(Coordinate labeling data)
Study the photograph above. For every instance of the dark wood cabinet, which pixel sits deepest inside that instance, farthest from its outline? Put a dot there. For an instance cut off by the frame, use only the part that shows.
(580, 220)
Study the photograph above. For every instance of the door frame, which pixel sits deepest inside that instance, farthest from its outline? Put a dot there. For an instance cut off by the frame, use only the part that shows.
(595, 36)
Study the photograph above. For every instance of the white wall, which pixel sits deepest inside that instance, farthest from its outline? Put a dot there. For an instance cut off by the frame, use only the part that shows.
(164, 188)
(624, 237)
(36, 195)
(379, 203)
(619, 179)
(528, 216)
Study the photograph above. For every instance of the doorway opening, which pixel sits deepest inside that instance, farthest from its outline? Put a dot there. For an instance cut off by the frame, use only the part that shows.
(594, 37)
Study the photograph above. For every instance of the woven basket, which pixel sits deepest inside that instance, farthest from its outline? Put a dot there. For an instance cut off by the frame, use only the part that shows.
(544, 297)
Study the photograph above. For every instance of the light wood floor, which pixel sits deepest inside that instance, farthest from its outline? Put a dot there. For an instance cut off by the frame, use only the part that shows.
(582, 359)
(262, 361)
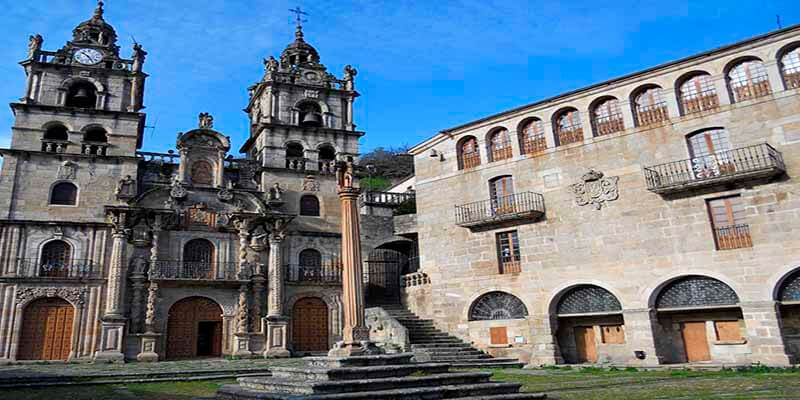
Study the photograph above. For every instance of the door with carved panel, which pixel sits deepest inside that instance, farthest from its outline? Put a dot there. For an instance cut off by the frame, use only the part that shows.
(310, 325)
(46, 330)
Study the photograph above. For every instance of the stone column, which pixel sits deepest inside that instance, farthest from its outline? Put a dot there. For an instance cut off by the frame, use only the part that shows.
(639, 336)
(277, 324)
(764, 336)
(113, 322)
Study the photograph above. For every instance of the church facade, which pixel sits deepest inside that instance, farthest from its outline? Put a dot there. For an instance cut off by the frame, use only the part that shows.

WORK REQUIRED →
Repeat each record exactly, with the pictures left out.

TASK OUTPUT →
Study the photograph above. For every instance of the dark wood cabinet, which pixel sits deepest inside that instance, farthest from its outline? Put a dot there. For an instance cut off by the frame, use only the part that shows.
(580, 220)
Study the photograph above. For every instance of the door frame, which pixel sits deepest inside that instance, farthest from its outline? Put a dot there. For an instance cut off by the frame, use only the part that shows.
(595, 36)
Study the photograph above. For every instance of the white wall, which pixel sits deepest inside that instance, farthest from its outline? Put a dot there. For an instance cut off by the frame, use only the part that shows.
(164, 188)
(624, 237)
(36, 195)
(379, 203)
(619, 179)
(528, 216)
Study the photograph above. For every instance of the doorway opening, which pixel sits deepest inside that instance, farthest from its outline? Put a dot there. For an instance cut off by the frame, use only the part that shows.
(594, 37)
Study the photograph above. For every instance of the woven basket, which pixel sits deepest inside that instance, farthest from its outline? Put a dot there. For an instance cut off by the frame, use only the part that shows.
(544, 297)
Study the photograph above. For every instance of the light wood floor, which pixel sits deepest inside that instance, farthest from its outline? Put a dot there. For an instance cut off by the frame, use only the part that shows.
(582, 359)
(262, 361)
Study the photograph above. For every instance of the door with carved panel, which pixel sits deepest inside that instance, farthest from its outline? Put a dot there. For an instance cut off by the frame, use only the part that shows.
(310, 325)
(46, 330)
Study the photograph above. For every instance of the stone column, which pixel sits deepest inside that instance, farthest from its outline? Put a dot there. For an instance cut off by the frame, use only the part that shows.
(639, 336)
(277, 324)
(764, 336)
(113, 322)
Study the photograph above. For every instance of the church facade, which pixel sits deepest inside that instance, farthest from its outline? Put a dot there. For an instance cut off by the frame, use only the part that shows.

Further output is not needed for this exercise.